═════ Provided entries ═════

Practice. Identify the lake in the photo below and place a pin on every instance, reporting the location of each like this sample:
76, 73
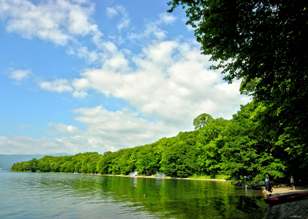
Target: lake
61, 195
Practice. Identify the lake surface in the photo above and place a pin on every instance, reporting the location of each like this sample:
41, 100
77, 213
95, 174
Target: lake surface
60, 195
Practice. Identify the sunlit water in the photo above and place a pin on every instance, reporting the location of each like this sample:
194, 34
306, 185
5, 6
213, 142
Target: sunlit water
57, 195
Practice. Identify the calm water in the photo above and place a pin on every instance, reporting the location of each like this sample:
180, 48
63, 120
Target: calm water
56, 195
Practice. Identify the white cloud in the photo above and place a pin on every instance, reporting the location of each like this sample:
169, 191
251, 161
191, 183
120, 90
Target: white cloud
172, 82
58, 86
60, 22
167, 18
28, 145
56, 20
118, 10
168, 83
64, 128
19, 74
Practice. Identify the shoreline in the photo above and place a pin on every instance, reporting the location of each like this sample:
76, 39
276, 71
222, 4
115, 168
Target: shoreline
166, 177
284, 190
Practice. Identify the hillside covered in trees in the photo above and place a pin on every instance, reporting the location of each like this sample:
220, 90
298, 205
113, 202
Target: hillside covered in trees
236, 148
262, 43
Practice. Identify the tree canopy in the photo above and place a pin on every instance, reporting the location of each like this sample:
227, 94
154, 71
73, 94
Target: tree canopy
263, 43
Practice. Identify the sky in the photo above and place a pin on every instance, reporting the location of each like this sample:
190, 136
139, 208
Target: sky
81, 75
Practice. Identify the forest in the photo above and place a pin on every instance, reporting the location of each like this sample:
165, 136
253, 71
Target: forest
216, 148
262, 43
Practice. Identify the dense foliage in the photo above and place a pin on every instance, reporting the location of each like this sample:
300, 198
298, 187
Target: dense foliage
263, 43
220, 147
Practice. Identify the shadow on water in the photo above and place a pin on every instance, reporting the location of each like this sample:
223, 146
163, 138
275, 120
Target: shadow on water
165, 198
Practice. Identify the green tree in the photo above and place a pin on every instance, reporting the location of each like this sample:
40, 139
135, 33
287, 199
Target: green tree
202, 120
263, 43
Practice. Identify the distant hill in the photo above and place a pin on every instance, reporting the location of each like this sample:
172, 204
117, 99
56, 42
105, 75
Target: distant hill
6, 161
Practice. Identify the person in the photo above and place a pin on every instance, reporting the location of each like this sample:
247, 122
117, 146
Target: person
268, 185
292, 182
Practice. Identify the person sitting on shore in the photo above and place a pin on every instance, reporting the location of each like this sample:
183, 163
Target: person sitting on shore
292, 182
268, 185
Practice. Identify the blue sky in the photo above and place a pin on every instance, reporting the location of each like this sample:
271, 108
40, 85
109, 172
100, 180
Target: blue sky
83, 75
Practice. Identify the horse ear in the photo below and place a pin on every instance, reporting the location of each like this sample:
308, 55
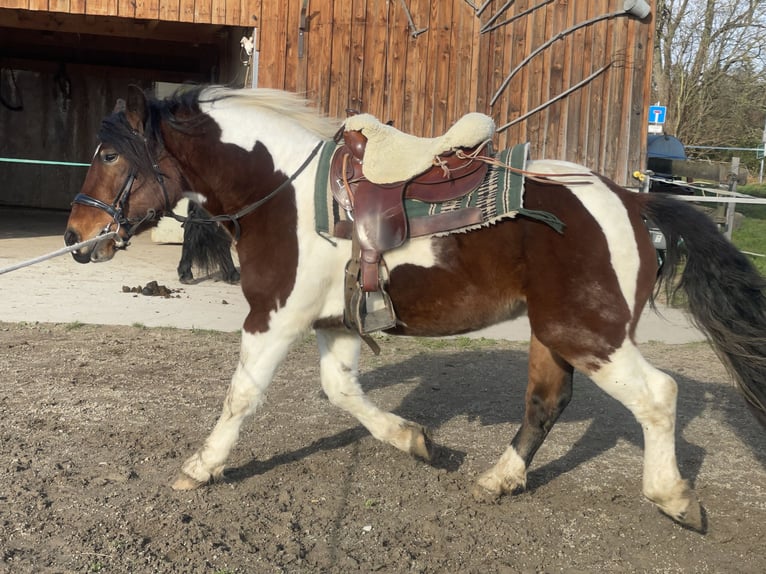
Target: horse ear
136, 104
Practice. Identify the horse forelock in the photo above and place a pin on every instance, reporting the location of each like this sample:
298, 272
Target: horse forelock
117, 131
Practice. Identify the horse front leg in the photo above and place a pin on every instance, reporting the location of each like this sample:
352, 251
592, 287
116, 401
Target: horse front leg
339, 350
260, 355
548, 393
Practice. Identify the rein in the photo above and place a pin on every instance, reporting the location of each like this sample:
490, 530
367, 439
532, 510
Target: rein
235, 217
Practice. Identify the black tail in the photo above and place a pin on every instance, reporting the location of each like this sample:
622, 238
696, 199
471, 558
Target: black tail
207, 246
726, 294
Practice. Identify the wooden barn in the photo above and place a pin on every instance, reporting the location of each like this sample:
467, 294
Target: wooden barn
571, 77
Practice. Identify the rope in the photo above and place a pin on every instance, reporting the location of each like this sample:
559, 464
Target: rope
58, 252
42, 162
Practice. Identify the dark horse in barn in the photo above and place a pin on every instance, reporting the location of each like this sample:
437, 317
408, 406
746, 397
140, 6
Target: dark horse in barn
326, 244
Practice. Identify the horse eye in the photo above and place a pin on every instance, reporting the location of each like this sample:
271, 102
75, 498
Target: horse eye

═════

* **What the exercise asks**
Could you set down the material above word for word while dropping its pictures?

* **Result of the exercise**
Practice. Identify the lake in the photo below and place a pin on every instance, reporting the location of each like this sample:
76, 73
Target: lake
61, 195
Practice. Identify the lake surface in the photo above and place a pin on every instance, reporting the location of each like this sample:
41, 100
77, 213
95, 174
Target: lake surface
60, 195
Practice. Identify the sunlit water in the photo above and place a pin on every instance, reporting the location of each like this sample:
194, 34
306, 185
5, 6
213, 142
Target: sunlit water
57, 195
Practice. Identify the calm water in the photo above and place a pin on every instance, reporting the location of each like this sample:
180, 48
63, 120
Target: calm water
56, 195
Practice. Identify the white cloud in the photo above and place a pin on every instance, reporting the location of each like this sample:
169, 191
251, 161
191, 183
120, 90
Target: white cloud
172, 82
58, 86
60, 22
167, 18
28, 145
56, 20
118, 10
168, 83
64, 128
19, 74
Practice. Identify the shoreline in the photo above and place a pin on every instance, reporting the location of each like this sample:
76, 39
276, 71
222, 4
115, 168
Target: shoreline
166, 177
284, 190
Practice. Identify the hillside covered in trees in the photo above and place a pin on every instance, reporting the location of each like this sample:
220, 90
298, 205
113, 202
Target: hillside covered in trees
236, 148
262, 43
Practice. Identify the tree canopy in the photo above and place a pin on every instance, reporting the location of each like this sample:
227, 94
154, 71
73, 94
Target: tree canopy
263, 43
Practice. Identify the sky in the photo above and place a pin on every instance, reporting the location of each like this sample:
190, 136
139, 208
Target: sky
81, 75
Practice. Identify the forest in the photo above and place a pin on every instance, reporting the location of each like this sample:
165, 136
253, 71
Target: forest
216, 148
262, 43
Practice. Identify the dense foliage in the photo above and place a pin on every instance, reporting the location of each like this sample:
300, 198
298, 187
Target: dense foliage
263, 43
220, 147
Practice. Identify the shadow on water in the photo above and place a pin on every instance, reporting the location of each like this sample:
223, 146
163, 138
275, 120
Target: shadow on water
165, 198
Practice. Identify the green tree in the photo above and place a pin on every instance, reporting the location of each like this sample:
40, 139
135, 33
287, 199
Target: green tree
202, 120
263, 43
Practice. Identify the distant hill in the photo above and place a pin on every instance, reporting the location of each like this sample:
172, 204
117, 99
56, 42
105, 75
Target: distant hill
6, 161
Practice. Identify the person in the photo above and place a pin on every instance, reporting the location of each like this sample:
247, 122
117, 146
Target: person
268, 185
292, 182
Practice. Identify the person sitting on shore in the photo above and place a pin on every instance, reporting the location of each like this sample:
183, 163
Target: person sitting on shore
292, 182
268, 185
Practice. Identify the blue sky in the photo above and place a pin on every instance, reporting the location of each like this sample:
271, 108
40, 85
109, 172
100, 180
Target: blue sky
83, 75
Practice. Identify the horse ear in the photo below and place a pin on every instance, reporting the location of each like this sample:
308, 55
Target: horse ear
136, 104
Practice. Identify the horse forelock in the photo above and place a pin on every instance, reporting the location of each like this sample:
298, 272
Target: horse forelock
117, 131
Practice. Identify the horse front leg in the photo above and place a pin on every instance, reporting the location of each like this sample:
352, 251
592, 287
116, 401
Target: horse front leg
339, 350
260, 355
548, 393
Practice. Identify the rein in the photo above and place a pin on every instance, reporting the location of each like this sample:
490, 530
367, 439
532, 510
Target: rein
235, 217
Practice. Identify the black tail in the photo above and place a pin on every instance, reporting the location of each like this sample:
622, 238
696, 199
471, 558
Target: black tail
207, 246
726, 294
Practice. Identify the wooden barn in the photo above and place a pin on every instance, reporting the location of each like this sample:
467, 294
Target: wooden barn
571, 77
Practice. Identify the rope in the photo above and place a pin on every instance, reporting the location of each like this sample:
559, 464
Target: rope
58, 252
42, 162
Practice. Identify the dark horse in barn in the photo above and place a pin on every instance, reporting the location of each like this sample:
437, 317
408, 406
746, 397
140, 6
Target: dark horse in barn
326, 244
Practice. Identify the horse eye in the photo above and place a pin on every instance, reporting the location of each like this sample:
271, 102
75, 498
Target: horse eye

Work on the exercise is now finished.